▶ DATASET:
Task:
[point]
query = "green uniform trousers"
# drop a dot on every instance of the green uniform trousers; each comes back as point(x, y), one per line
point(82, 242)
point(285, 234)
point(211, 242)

▶ TASK DESCRIPTION:
Set down the whole listing once more, precisely as written.

▶ WRITTEN REPLY:
Task:
[point]
query = "green uniform trousers"
# drop a dot on every instance of the green uniform trousers; each comes back as point(x, y), one per line
point(82, 242)
point(285, 234)
point(211, 242)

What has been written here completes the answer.